*WHAT THE TASK ASKS*
Treat the line containing "Please trace the" as the last one, and return every line exactly from the first line of the material below up to it.

*EXERCISE INPUTS*
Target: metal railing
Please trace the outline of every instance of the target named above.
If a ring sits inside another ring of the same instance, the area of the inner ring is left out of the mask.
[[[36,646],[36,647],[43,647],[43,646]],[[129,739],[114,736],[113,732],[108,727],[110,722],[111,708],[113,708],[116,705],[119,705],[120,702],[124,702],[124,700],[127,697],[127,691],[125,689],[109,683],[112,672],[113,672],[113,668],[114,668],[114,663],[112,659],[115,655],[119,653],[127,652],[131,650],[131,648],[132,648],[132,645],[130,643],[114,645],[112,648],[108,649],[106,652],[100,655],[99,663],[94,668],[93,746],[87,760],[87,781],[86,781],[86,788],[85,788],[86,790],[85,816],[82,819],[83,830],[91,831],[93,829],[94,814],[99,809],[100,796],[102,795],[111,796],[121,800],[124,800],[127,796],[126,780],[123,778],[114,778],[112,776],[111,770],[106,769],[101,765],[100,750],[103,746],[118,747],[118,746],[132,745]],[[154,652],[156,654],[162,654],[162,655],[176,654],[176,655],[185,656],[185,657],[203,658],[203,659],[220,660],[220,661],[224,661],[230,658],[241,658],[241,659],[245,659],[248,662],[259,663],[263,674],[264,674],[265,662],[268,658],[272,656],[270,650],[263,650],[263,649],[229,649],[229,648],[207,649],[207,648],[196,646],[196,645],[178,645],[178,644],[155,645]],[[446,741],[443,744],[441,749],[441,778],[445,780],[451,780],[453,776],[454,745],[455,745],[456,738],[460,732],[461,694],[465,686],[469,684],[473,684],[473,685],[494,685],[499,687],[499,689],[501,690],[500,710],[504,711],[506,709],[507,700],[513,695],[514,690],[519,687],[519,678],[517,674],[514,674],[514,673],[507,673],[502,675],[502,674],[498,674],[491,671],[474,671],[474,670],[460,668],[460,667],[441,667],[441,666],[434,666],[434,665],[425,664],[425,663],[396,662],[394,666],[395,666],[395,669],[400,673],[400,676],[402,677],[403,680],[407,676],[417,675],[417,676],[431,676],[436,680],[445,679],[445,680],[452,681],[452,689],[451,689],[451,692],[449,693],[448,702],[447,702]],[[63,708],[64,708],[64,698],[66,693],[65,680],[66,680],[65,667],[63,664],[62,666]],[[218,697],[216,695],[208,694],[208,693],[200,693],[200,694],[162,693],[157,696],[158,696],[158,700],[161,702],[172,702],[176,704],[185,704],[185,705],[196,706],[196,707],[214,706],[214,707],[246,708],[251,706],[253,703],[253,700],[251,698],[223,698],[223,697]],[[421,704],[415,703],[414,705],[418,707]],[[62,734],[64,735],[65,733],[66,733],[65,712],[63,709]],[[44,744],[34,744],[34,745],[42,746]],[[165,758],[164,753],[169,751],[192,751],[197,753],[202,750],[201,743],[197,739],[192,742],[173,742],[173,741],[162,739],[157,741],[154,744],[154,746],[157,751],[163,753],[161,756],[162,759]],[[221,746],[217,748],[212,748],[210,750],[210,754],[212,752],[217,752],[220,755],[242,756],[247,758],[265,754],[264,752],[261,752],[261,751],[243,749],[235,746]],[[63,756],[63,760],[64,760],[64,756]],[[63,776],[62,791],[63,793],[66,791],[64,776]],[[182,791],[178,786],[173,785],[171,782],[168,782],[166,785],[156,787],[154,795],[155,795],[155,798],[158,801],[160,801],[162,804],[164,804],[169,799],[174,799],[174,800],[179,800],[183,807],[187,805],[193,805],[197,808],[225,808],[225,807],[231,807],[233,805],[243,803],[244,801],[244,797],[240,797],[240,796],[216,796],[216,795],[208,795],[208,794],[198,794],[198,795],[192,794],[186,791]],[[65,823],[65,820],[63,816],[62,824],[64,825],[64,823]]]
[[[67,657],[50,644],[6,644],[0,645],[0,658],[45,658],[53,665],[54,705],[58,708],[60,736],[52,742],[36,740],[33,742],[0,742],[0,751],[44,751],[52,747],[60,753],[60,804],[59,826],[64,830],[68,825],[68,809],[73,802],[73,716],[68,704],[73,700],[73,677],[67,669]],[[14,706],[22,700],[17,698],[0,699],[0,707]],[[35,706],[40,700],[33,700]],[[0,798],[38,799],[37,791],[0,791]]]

*TASK ANSWER*
Target: metal railing
Please trace the outline of every instance of the target named above.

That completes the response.